Text excerpt
In fact, you should be particularly concerned if you do write a programme that does not display any obvious errors when run, as it likely means that you are just unaware of some bugs.

There are a number of debugging programmes available to coders. However, debugging the most common issues that you’ll encounter when developing programmes can be done by following a few key principles.

### Print everything

When debugging, the most important function at your disposal is the print command. Every coder uses this as a debugging tool, regardless of their amount of experience.

You should have some sense as to what every line of code you have written does. If not, print those lines out. You will then be able to see how the values of variables are changing as the programme runs through.

Even if you think you know what each line does, it is still recommended that you print out certain lines as often this can aid you in realising errors that you may have overlooked.

### Run your code when you make changes

Do not sit down and code for a hour or so without running the code you are writing. Chances are, you will never get to the bottom of all of the errors that your programme reports when it runs.

Instead, you should run your script every few minutes. It is not possible to run your code too many times.

Remember, the more code you write or edit between test runs, the more places you are going to have to go back an investigate when your code hits an error.

### Read your error messages

Do not be disheartened when you get an error message. More often than not, you’ll realise what the error is as soon as you read the message; i.e. the for loop doesn’t work on a list because the list is empty.

This is particularly the case with Python, which provides you with error messages in ‘clear English’ compared to the cryptic messages given by offered by other languages.

At the very least, the error message will let you know which lines is experiencing the error. However, this may not be the line causing the error. Still, this offers a good starting point for your bug search.

### Google the error message

![image.png](attachment:image.png)

If you cannot work out the cause of an error message, google the error code and description.

This can sometimes be a bit of a hit-or-miss, depending on the nature of the error.

If your error is fairly specific, then there will nearly always be a webpage where someone has already asked for help with an error that is either identical or very similar to the one you are experiencing; stackoverflow.com is the most common page you’ll come across in this scenario.

Do make sure that you read the description of the problem carefully to ensure that the problem is the same as the one you are dealing with. Then read the first two or three replies to see if page contains a workable solution.

Given information
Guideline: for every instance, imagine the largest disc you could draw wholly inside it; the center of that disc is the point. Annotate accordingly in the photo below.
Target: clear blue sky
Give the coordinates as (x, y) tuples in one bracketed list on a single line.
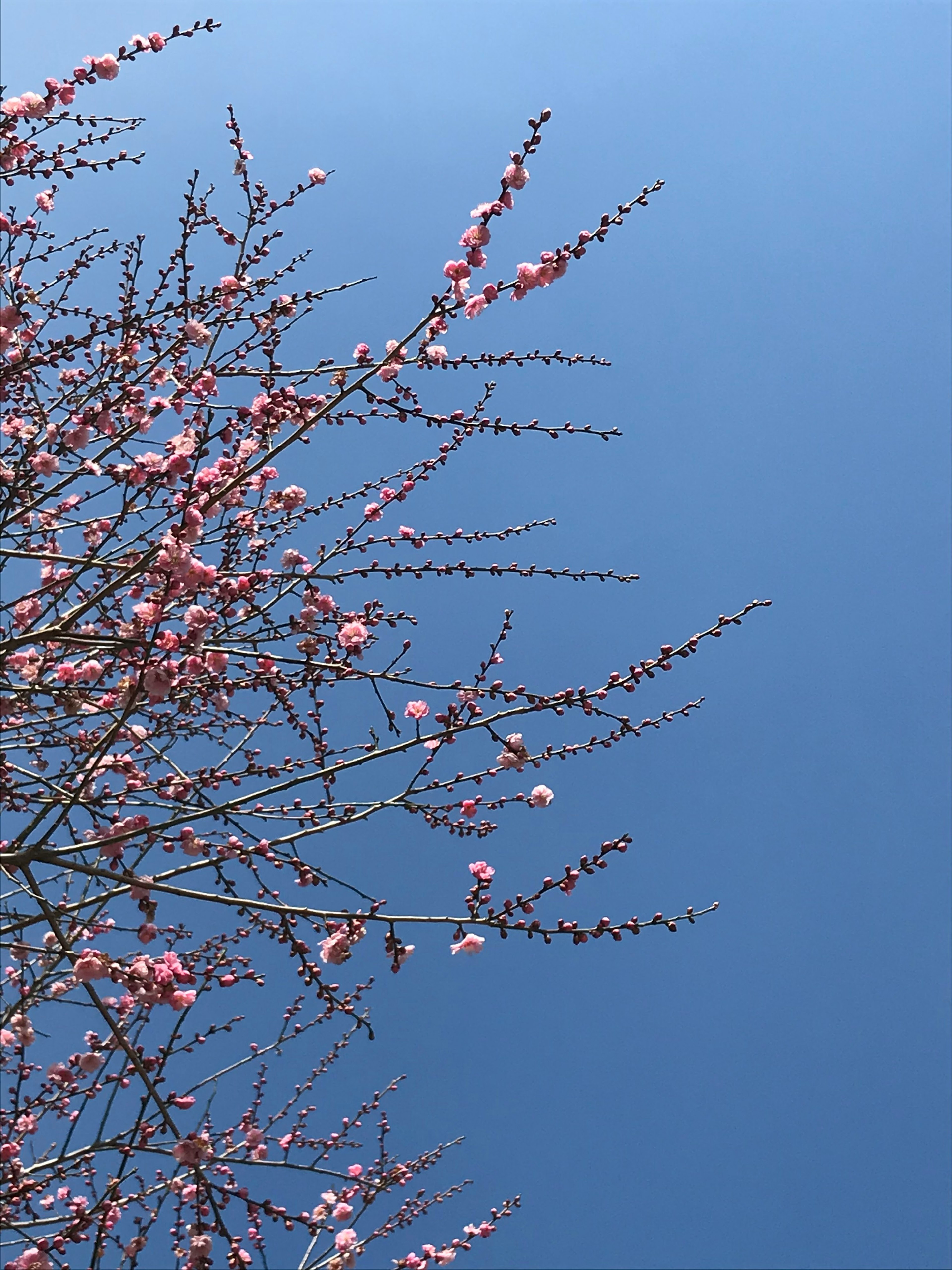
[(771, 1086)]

Problem statement
Pick up the debugging tips text after its last sentence and write the next part. The listing has nothing to do with what comes next.

Reply
### Comment out code

You can often comment out bits of code that are not related to the chunk of code that contains the error.

This will obviously make the code run faster and might make it easier to isolate the error.

### Binary searches

This method draws upon a lot of the methods we have already covered.

Here, you want to break the code into chunks; normally two chunks, hence this method’s name.

You then isolate which chunk of code the error is in.

After which, you take the chunk of code in question, and divide that up, and work out which of these new chunks contains the error.

So on until you’ve isolate the cause of the error.

### Walk away

If you have been trying to fix an error for a prolonged period of time, 30 minutes or so, get up and walk away from the screen and do something else for a while.

Often the answer to your issue will present itself upon your return to the computer, as if by magic.

### Phrase your problem as a question

Many software developers have been trained to phrase their problem as a question.

The idea here is that phrasing your issue in this manner often helps you to realise the cause of the problem.

This often works!

### Ask someone

If all else fails, do not hesitate to ask a colleague or friend who is a coder and maybe familiar with the language for help.

They may not even need to be a specialist, sometimes a fresh pair of eyes belonging to someone who is not invested in the project is more efficient at helping you work out your issue than spending hours trying to solve the issue on your own or getting lost the internet trying to find a solution.

# 14. Numerical Python (NumPy)

NumPy is the most foundational package for numerical computing in Python.

If you are going to work on data analysis or machine learning projects, then having a solid understanding of NumPy is nearly mandatory.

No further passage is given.